**PASSAGE FOR REVIEW**
***
20/20 on personal injury lawyers

John Stossel did a fantastic piece on 20/20’s “Give me a break” segment regarding John Edwards and personal injury lawyers (found via Galen’s Log). Some excerpts:

In hospitals, the lawyers have bred so much fear that patients now suffer more pain, and may be less safe because doctors are concerned about being sued.

“That fear is always there,” said obstetrics professor Dr. Edgar Mandeville. “Everybody walks in mortal fear of being sued.”

The Department of Health and Human Services found doctors order painful tests they consider unnecessary, for fear of being sued. And the majority of doctors say they recommended invasive procedures more often than they believed were medically necessary in an effort to prevent potential litigation . . .

. . . the fearful atmosphere that these kinds of lawsuits create has far-reaching consequences. Consider the minister who will no longer hug a grieving parishioner because of lawsuit concerns or the teachers who are told not to touch their students, or allow them to climb onto their lap for fear of lawsuit.

It makes it hard to trust job references. Employers can’t tell the truth about their former employees, as the truth might have legal consequences. This threatens our safety, too. It’s one reason a nurse who was killing patients kept getting jobs at new hospitals. The previous hospitals were too afraid of lawsuits to warn others that they suspected the nurse had harmed patients at their hospital.

This kind of fear doesn’t make Americans safer. Give me a break.

The lawyers claim we order more tests because we make money off of this:

I asked Scruggs if he thought that was accurate, and he said, “That’s probably true . . . but why do they do it? . . . They make more money, the more they do.”

Such superficial and infantile thinking. Perhaps in the world of law, where it’s about making every dollar, that’s true. Trust me, it’s not about the money. I would like nothing better than to practice medicine that advocates only for evidence-supported testing. Because this approach doesn’t stand up well in court, I cannot – and thus must order more tests to protect myself. Getting sued has far-reaching consequences for the physician. It is an excruciating several years-long process where your professional livelihood hangs in the balance. Avoiding these situations is my number two priority (right after “first do no harm”).
***
**WHAT TO PRODUCE**
Could you return the passage on personal injury lawyers verbatim, starting at the words containing "The Department of" and ending with "litigation . . ."?

[Point-per-instance localization material]
***
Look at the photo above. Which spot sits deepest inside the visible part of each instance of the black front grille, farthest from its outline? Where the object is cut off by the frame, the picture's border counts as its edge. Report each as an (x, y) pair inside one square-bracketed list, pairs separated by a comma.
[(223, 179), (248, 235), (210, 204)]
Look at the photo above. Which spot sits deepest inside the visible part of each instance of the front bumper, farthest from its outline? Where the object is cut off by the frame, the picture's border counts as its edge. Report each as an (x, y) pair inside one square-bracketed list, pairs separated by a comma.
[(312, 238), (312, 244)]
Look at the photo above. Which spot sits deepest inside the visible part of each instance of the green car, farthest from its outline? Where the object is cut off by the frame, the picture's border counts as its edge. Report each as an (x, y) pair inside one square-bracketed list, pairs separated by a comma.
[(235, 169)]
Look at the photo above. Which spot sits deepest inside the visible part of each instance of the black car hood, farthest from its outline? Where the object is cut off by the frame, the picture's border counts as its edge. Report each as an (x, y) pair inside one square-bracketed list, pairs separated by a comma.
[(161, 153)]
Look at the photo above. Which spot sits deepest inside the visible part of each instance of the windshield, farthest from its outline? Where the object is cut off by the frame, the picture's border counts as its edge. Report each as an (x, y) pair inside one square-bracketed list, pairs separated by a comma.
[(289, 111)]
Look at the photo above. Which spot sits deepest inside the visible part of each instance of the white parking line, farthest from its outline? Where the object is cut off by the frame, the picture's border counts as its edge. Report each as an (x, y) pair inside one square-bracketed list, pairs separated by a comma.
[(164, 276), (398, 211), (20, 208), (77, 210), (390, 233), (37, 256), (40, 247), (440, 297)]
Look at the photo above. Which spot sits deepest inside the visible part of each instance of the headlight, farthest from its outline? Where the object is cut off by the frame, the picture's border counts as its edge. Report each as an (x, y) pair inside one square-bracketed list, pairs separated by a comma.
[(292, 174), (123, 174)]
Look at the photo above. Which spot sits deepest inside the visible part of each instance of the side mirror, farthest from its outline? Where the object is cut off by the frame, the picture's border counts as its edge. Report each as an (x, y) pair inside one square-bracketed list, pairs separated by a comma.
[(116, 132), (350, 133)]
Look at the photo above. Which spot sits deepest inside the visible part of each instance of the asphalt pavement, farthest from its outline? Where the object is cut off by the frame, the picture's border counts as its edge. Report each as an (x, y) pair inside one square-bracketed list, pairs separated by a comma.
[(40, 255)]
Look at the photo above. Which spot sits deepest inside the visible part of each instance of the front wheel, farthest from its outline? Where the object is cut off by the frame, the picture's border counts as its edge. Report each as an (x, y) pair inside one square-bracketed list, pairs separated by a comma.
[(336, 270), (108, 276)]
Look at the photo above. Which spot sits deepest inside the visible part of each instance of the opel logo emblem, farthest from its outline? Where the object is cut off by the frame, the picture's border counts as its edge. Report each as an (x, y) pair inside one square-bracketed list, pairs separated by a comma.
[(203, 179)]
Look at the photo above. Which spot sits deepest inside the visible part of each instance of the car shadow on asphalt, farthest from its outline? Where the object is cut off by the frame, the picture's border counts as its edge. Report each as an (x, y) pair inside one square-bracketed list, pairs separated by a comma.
***
**PROBLEM SOLUTION**
The Department of Health and Human Services found doctors order painful tests they consider unnecessary, for fear of being sued. And the majority of doctors say they recommended invasive procedures more often than they believed were medically necessary in an effort to prevent potential litigation . . .